++++ Listing ++++
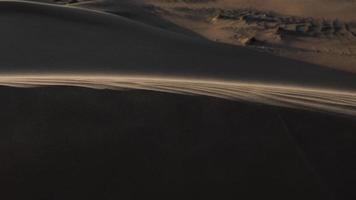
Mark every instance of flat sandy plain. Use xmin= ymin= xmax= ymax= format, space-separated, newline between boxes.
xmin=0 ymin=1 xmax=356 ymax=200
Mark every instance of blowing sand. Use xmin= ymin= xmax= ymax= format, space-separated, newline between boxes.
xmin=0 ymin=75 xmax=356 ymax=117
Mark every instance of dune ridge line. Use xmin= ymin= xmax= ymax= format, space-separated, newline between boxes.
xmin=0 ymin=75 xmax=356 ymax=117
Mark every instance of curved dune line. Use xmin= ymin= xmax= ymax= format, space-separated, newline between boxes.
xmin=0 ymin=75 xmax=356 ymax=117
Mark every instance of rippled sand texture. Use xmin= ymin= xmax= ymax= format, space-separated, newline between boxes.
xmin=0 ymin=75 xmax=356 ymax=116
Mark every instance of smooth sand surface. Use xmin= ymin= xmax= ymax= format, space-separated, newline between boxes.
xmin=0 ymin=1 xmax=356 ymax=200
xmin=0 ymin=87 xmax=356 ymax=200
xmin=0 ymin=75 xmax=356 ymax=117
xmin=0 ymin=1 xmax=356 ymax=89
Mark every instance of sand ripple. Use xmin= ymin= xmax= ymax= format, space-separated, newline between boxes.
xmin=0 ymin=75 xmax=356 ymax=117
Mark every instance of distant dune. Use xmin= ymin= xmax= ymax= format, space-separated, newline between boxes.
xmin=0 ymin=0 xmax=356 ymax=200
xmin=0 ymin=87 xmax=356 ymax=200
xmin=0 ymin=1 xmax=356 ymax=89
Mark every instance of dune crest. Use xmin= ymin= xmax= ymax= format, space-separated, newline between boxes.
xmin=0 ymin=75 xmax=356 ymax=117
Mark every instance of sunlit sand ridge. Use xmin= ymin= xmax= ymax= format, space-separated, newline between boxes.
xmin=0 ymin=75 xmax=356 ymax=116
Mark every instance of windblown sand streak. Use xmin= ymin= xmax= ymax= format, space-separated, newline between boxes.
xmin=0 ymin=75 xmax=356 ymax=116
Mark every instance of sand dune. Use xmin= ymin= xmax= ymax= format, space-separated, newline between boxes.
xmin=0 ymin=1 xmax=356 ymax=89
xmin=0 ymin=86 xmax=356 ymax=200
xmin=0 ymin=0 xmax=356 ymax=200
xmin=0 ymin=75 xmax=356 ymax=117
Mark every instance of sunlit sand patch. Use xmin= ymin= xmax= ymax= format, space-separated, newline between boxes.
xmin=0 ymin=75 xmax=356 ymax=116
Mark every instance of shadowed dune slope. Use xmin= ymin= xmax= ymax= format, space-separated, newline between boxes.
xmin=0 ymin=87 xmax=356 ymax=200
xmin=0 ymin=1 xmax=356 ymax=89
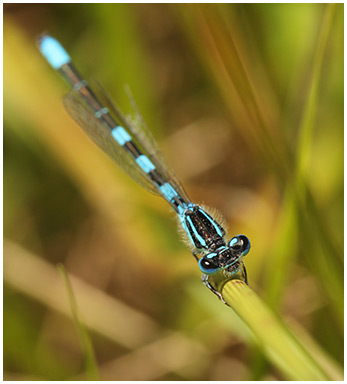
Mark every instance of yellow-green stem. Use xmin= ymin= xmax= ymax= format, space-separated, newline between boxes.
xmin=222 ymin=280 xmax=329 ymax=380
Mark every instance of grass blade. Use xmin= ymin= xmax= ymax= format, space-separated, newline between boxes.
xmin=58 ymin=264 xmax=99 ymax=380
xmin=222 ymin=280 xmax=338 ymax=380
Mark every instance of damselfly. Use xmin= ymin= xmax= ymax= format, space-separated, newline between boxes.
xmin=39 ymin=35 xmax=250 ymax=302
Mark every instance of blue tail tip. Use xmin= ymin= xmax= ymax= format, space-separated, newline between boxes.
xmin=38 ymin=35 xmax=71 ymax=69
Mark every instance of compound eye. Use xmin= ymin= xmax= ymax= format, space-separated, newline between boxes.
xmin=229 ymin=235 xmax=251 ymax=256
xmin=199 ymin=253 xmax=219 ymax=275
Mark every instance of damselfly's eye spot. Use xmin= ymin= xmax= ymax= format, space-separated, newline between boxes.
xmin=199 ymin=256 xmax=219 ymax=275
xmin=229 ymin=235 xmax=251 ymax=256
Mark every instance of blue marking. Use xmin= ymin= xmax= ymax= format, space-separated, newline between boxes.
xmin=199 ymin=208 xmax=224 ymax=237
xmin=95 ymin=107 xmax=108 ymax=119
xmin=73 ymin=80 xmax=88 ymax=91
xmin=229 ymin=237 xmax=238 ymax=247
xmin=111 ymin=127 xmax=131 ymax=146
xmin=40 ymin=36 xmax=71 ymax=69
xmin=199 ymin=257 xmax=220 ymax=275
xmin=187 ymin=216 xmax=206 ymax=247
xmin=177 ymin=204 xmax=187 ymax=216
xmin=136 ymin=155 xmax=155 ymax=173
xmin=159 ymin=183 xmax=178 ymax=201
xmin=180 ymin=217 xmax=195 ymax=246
++++
Your instructions
Give every line of the rows above as a Markdown table with two columns, "Number" for the line's position and "Line" for its text, skipping blank lines. Leave the pictures out of the table.

Response
| Number | Line |
|---|---|
| 1 | Mark every instance of flat sandy plain. Use xmin= ymin= xmax= ymax= format, space-separated, newline between boxes. |
| 2 | xmin=0 ymin=1 xmax=356 ymax=200 |
| 3 | Mark every instance of blowing sand. Use xmin= ymin= xmax= ymax= format, space-separated, newline between boxes. |
| 4 | xmin=0 ymin=75 xmax=356 ymax=117 |
| 5 | Mark every instance of dune ridge line. Use xmin= ymin= xmax= ymax= format, space-separated, newline between boxes. |
| 6 | xmin=0 ymin=75 xmax=356 ymax=117 |
| 7 | Mark every instance of curved dune line. Use xmin= ymin= xmax= ymax= format, space-separated, newline between boxes. |
| 8 | xmin=0 ymin=75 xmax=356 ymax=117 |
| 9 | Mark every instance of rippled sand texture. Use xmin= ymin= xmax= ymax= format, space-separated, newline between boxes. |
| 10 | xmin=0 ymin=75 xmax=356 ymax=116 |
| 11 | Mark every instance of smooth sand surface. Use xmin= ymin= xmax= ymax= format, space-separated, newline between boxes. |
| 12 | xmin=0 ymin=1 xmax=356 ymax=200 |
| 13 | xmin=0 ymin=87 xmax=356 ymax=200 |
| 14 | xmin=0 ymin=75 xmax=356 ymax=117 |
| 15 | xmin=0 ymin=1 xmax=356 ymax=89 |
| 16 | Mark every instance of sand ripple. Use xmin= ymin= xmax= ymax= format, space-separated, newline between boxes. |
| 17 | xmin=0 ymin=75 xmax=356 ymax=117 |
| 18 | Mark every instance of distant dune. Use xmin= ymin= xmax= ymax= format, space-separated, newline between boxes. |
| 19 | xmin=0 ymin=0 xmax=356 ymax=200 |
| 20 | xmin=0 ymin=87 xmax=356 ymax=200 |
| 21 | xmin=0 ymin=1 xmax=356 ymax=89 |
| 22 | Mark every instance of dune crest. Use xmin= ymin= xmax= ymax= format, space-separated, newline between boxes. |
| 23 | xmin=0 ymin=75 xmax=356 ymax=117 |
| 24 | Mark every instance of sunlit sand ridge. Use xmin= ymin= xmax= ymax= format, space-separated, newline between boxes. |
| 25 | xmin=0 ymin=75 xmax=356 ymax=116 |
| 26 | Mark every instance of windblown sand streak. Use xmin= ymin= xmax= ymax= format, space-separated, newline between boxes. |
| 27 | xmin=0 ymin=75 xmax=356 ymax=116 |
| 28 | Mark every instance of sand dune. Use xmin= ymin= xmax= ymax= format, space-separated, newline between boxes. |
| 29 | xmin=0 ymin=1 xmax=356 ymax=89 |
| 30 | xmin=0 ymin=86 xmax=356 ymax=200 |
| 31 | xmin=0 ymin=0 xmax=356 ymax=200 |
| 32 | xmin=0 ymin=75 xmax=356 ymax=117 |
| 33 | Mark every instance of sunlit sand patch. Use xmin= ymin= xmax= ymax= format, space-separated, newline between boxes. |
| 34 | xmin=0 ymin=75 xmax=356 ymax=116 |
| 35 | Mark every instance of shadowed dune slope. Use xmin= ymin= xmax= ymax= format, space-separated, newline between boxes. |
| 36 | xmin=0 ymin=87 xmax=356 ymax=200 |
| 37 | xmin=0 ymin=1 xmax=356 ymax=89 |
| 38 | Mark every instance of yellow-green stem. Use xmin= ymin= xmax= ymax= format, space-separated, newline between boxes. |
| 39 | xmin=222 ymin=280 xmax=329 ymax=380 |
| 40 | Mark every instance of grass blade. Use xmin= ymin= xmax= ymax= format, space-separated, newline between boxes. |
| 41 | xmin=58 ymin=264 xmax=99 ymax=380 |
| 42 | xmin=222 ymin=280 xmax=338 ymax=380 |
| 43 | Mark every instance of damselfly. Use xmin= ymin= xmax= ymax= format, space-separated, newline between boxes. |
| 44 | xmin=39 ymin=35 xmax=250 ymax=302 |
| 45 | Mark every instance of blue tail tip. Use xmin= ymin= xmax= ymax= format, space-separated, newline between boxes. |
| 46 | xmin=38 ymin=35 xmax=71 ymax=69 |
| 47 | Mark every instance of compound eye. Use xmin= ymin= xmax= ymax= format, space-separated, newline between boxes. |
| 48 | xmin=229 ymin=235 xmax=251 ymax=256 |
| 49 | xmin=199 ymin=253 xmax=219 ymax=275 |
| 50 | Mark every instance of damselfly's eye spot. Use xmin= ymin= xmax= ymax= format, space-separated, newline between boxes. |
| 51 | xmin=199 ymin=256 xmax=219 ymax=275 |
| 52 | xmin=229 ymin=235 xmax=251 ymax=256 |
| 53 | Mark every instance of blue marking. Use xmin= ymin= xmax= ymax= format, space-separated, newline between boxes. |
| 54 | xmin=199 ymin=208 xmax=224 ymax=237 |
| 55 | xmin=95 ymin=107 xmax=108 ymax=119 |
| 56 | xmin=73 ymin=80 xmax=88 ymax=91 |
| 57 | xmin=229 ymin=237 xmax=238 ymax=247 |
| 58 | xmin=111 ymin=127 xmax=131 ymax=146 |
| 59 | xmin=40 ymin=36 xmax=71 ymax=69 |
| 60 | xmin=199 ymin=257 xmax=220 ymax=275 |
| 61 | xmin=187 ymin=216 xmax=206 ymax=247 |
| 62 | xmin=177 ymin=204 xmax=187 ymax=216 |
| 63 | xmin=136 ymin=155 xmax=155 ymax=173 |
| 64 | xmin=159 ymin=183 xmax=178 ymax=201 |
| 65 | xmin=180 ymin=217 xmax=195 ymax=246 |